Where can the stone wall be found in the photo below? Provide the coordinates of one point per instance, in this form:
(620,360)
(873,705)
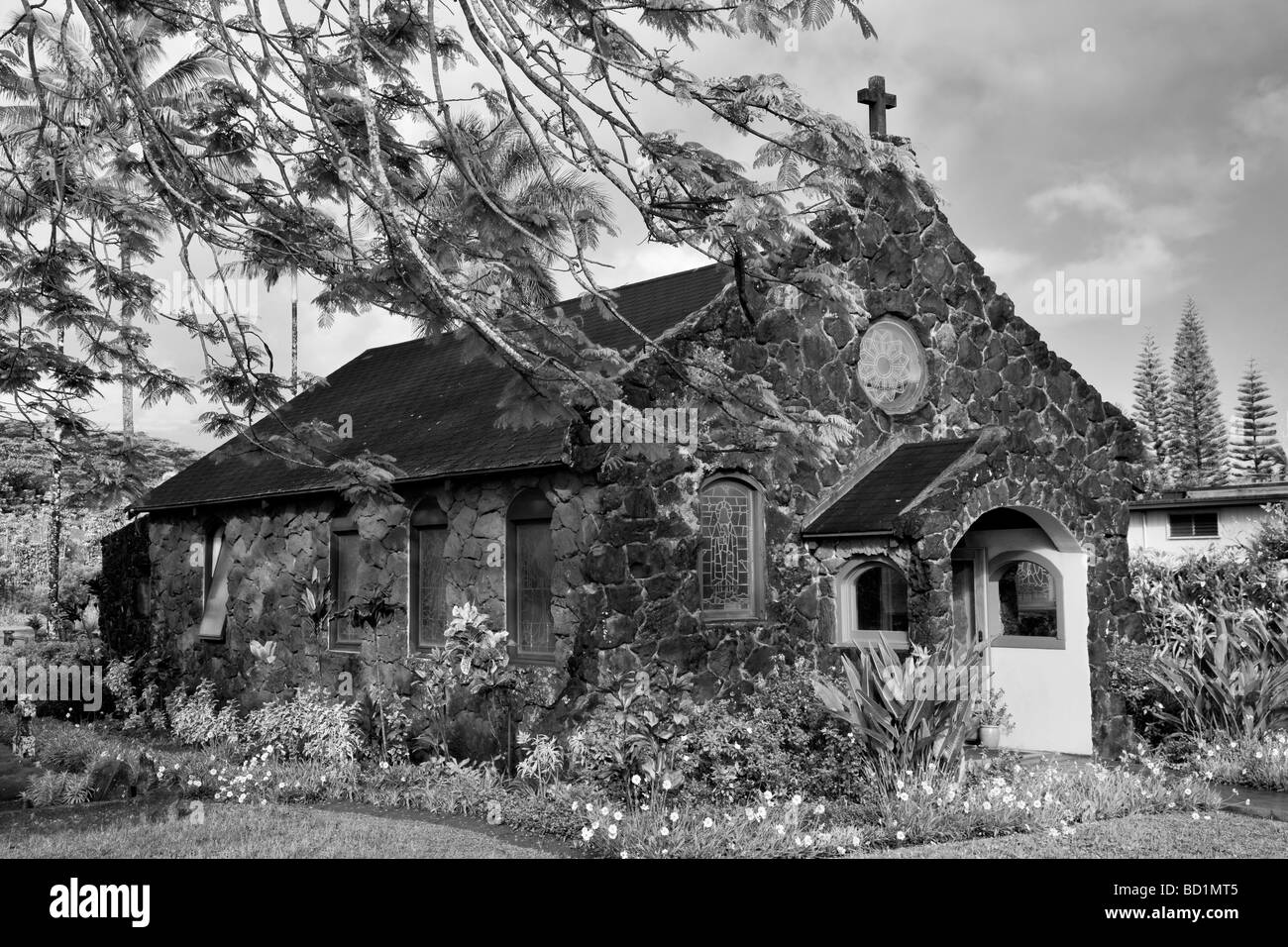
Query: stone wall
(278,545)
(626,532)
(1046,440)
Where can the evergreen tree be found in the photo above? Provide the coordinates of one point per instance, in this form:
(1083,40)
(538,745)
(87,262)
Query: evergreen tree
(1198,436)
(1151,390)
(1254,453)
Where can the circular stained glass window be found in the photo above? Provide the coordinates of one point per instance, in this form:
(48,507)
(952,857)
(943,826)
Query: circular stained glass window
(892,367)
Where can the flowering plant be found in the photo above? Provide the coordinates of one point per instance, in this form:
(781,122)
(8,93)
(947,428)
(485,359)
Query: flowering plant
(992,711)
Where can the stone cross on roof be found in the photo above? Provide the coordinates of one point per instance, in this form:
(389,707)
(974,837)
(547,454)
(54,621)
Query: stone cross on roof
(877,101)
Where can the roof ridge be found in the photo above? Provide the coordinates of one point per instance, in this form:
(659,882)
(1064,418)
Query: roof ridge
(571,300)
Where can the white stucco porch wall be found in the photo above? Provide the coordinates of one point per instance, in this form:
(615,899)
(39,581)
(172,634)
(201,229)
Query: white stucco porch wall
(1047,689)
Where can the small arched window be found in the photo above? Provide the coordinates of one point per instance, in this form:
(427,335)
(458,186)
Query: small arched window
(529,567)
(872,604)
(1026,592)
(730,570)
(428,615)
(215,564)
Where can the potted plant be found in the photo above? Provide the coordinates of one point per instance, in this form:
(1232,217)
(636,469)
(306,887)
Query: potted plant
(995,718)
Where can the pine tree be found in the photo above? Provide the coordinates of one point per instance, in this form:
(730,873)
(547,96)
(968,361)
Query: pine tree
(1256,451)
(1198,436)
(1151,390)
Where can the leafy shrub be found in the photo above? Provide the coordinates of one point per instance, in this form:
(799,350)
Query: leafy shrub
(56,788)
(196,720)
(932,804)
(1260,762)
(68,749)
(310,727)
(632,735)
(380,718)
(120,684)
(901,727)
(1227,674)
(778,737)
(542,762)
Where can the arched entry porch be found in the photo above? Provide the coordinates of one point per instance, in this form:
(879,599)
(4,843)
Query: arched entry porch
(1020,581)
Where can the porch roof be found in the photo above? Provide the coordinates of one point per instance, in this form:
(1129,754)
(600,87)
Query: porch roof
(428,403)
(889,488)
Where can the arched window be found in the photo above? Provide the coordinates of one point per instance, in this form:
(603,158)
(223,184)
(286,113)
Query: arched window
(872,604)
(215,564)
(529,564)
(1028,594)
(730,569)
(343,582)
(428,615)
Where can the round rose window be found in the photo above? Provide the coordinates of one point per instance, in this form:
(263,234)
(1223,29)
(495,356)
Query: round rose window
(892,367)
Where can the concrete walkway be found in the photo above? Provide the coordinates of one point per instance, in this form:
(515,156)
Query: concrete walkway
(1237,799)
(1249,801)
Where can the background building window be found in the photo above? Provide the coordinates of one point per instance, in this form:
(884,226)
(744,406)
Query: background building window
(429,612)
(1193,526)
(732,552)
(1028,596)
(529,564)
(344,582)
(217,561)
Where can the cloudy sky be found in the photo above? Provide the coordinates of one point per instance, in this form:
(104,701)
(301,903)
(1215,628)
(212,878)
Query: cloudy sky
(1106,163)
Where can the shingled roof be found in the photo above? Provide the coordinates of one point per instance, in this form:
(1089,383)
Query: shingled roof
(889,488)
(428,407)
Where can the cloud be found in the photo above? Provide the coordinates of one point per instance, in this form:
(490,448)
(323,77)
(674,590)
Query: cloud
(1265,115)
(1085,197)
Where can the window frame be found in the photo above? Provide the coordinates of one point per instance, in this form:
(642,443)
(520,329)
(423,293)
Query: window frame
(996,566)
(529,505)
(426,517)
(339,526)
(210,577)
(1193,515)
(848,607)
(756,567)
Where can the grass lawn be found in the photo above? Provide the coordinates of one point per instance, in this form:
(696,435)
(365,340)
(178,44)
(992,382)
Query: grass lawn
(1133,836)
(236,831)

┄┄┄┄┄┄┄┄┄┄

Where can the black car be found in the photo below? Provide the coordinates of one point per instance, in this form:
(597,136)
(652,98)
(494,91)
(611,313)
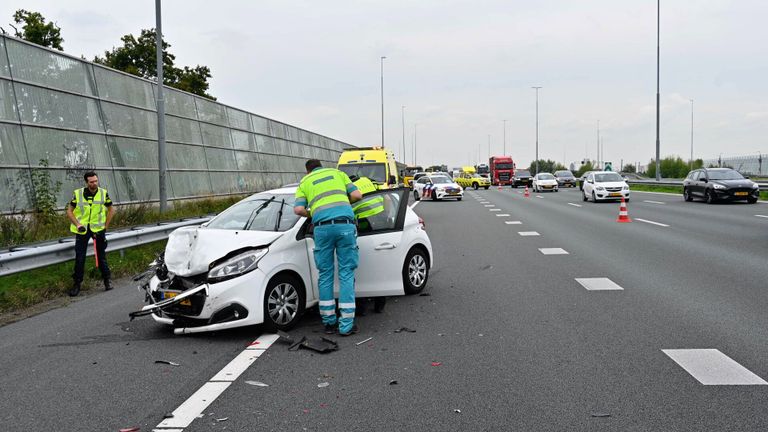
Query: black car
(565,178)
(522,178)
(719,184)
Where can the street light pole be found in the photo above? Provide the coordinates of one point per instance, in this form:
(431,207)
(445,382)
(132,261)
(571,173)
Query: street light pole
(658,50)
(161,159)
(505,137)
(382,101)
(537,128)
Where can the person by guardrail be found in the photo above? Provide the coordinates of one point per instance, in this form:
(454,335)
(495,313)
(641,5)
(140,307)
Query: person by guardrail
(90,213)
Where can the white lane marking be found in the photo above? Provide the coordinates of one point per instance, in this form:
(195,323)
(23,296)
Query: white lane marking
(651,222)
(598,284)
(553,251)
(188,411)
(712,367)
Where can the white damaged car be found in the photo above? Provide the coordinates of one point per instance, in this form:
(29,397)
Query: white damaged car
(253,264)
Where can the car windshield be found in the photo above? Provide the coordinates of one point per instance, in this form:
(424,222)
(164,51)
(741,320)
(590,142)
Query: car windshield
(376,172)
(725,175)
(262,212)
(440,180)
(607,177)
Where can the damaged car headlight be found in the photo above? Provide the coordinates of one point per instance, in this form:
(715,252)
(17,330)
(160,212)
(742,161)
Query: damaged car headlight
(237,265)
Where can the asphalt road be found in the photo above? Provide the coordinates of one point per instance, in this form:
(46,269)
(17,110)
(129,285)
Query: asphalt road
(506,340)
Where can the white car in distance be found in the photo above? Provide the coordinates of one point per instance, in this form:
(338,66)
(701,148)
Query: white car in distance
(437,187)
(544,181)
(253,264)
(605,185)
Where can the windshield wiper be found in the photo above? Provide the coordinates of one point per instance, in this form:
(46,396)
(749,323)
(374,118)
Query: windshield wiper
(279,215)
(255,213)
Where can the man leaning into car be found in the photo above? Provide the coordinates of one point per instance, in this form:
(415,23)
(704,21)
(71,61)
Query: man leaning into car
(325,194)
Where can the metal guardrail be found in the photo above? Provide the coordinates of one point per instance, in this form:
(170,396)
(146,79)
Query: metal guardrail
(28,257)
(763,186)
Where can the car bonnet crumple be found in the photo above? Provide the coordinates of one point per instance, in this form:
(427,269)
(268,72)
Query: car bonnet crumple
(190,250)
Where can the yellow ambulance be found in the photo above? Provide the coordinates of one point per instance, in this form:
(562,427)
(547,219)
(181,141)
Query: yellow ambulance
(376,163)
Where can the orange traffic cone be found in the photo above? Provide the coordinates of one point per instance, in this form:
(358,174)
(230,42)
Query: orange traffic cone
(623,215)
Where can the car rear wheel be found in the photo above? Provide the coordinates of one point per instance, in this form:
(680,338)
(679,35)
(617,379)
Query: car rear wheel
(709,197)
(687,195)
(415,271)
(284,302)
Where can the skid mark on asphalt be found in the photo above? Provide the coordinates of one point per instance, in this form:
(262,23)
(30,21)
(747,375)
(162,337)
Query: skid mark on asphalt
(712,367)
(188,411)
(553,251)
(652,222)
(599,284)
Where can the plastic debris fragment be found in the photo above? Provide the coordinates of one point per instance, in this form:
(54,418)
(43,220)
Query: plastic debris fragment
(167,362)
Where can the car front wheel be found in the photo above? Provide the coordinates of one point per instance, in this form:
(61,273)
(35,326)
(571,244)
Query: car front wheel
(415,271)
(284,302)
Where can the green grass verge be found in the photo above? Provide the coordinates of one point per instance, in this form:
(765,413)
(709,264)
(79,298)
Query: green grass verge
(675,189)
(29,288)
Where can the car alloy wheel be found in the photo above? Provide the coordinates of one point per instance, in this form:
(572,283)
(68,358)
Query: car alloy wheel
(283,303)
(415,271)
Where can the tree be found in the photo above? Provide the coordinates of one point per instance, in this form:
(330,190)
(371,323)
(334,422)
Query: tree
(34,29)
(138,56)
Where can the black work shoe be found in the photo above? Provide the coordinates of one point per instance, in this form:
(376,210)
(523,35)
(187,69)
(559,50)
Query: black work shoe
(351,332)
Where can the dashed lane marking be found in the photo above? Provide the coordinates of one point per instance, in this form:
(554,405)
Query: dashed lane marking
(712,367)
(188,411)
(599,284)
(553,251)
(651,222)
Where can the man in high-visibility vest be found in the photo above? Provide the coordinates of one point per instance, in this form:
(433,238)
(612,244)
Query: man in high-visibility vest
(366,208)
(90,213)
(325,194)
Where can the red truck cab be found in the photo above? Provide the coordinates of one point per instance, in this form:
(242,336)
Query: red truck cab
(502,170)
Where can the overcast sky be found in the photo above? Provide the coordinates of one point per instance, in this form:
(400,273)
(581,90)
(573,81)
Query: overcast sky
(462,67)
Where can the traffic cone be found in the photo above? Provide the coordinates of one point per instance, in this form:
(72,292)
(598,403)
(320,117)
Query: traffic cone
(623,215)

┄┄┄┄┄┄┄┄┄┄

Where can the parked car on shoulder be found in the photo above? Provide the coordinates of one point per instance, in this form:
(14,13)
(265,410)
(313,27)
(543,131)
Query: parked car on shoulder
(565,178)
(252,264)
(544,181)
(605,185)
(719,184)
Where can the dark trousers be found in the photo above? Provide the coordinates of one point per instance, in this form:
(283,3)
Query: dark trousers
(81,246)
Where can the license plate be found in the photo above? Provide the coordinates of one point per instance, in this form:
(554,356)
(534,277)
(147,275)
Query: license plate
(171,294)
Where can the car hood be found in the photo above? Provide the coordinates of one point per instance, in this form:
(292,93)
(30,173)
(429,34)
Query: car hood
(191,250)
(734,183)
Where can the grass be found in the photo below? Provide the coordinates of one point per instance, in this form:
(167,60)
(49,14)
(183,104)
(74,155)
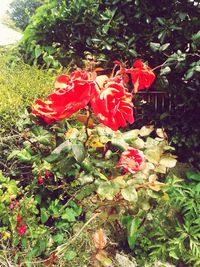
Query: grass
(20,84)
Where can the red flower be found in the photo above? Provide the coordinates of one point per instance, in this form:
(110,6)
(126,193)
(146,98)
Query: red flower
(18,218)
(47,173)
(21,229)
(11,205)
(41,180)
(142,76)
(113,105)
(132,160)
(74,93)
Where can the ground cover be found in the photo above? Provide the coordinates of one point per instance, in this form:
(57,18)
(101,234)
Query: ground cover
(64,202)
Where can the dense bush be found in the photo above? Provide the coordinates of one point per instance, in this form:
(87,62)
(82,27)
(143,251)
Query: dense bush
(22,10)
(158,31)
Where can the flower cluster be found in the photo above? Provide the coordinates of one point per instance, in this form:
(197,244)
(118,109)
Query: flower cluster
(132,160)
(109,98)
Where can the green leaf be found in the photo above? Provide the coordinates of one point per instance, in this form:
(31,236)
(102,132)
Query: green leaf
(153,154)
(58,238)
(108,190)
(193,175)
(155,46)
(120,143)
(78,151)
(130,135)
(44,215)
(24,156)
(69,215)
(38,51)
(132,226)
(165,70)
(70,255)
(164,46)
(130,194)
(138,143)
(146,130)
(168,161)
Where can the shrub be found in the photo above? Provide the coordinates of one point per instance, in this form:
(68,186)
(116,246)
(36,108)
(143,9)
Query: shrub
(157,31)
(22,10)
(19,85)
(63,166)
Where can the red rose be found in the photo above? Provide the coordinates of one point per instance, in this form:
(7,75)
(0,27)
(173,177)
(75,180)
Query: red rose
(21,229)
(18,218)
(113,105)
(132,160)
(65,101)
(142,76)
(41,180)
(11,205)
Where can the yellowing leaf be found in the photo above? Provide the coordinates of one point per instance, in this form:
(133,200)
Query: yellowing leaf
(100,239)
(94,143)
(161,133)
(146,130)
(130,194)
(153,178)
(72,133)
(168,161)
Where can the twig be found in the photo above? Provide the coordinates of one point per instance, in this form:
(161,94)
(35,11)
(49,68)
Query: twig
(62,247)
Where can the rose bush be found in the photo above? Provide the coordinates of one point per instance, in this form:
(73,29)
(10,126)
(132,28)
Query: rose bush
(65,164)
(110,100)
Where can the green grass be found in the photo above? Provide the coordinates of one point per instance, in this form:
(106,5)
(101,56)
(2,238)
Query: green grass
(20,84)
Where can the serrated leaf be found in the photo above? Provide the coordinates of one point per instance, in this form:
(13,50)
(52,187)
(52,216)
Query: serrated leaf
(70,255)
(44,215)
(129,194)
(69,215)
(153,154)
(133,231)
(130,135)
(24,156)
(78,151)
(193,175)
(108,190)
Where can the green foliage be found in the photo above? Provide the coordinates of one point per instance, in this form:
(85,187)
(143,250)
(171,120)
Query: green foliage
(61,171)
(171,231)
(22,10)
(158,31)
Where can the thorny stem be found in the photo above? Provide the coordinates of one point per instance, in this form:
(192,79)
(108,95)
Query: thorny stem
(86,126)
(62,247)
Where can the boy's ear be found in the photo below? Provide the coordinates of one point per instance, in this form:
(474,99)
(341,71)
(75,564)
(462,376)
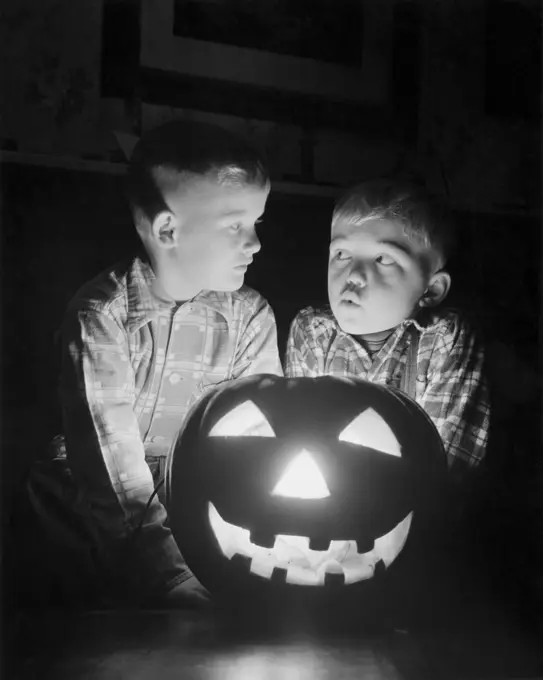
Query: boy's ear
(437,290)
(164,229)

┄┄┄┄┄┄┄┄┄┄

**What is being asked:**
Return every line of the records above that contains the word "marking".

**Written answer:**
Where can the white lane marking be found in the photo above? Provide the coordinates of one point per instance, in this form:
Query: white lane marking
Where can the dashed lane marking be found in the photo above? Provide the coordinates of one point per instance, in this form:
Query: dashed lane marking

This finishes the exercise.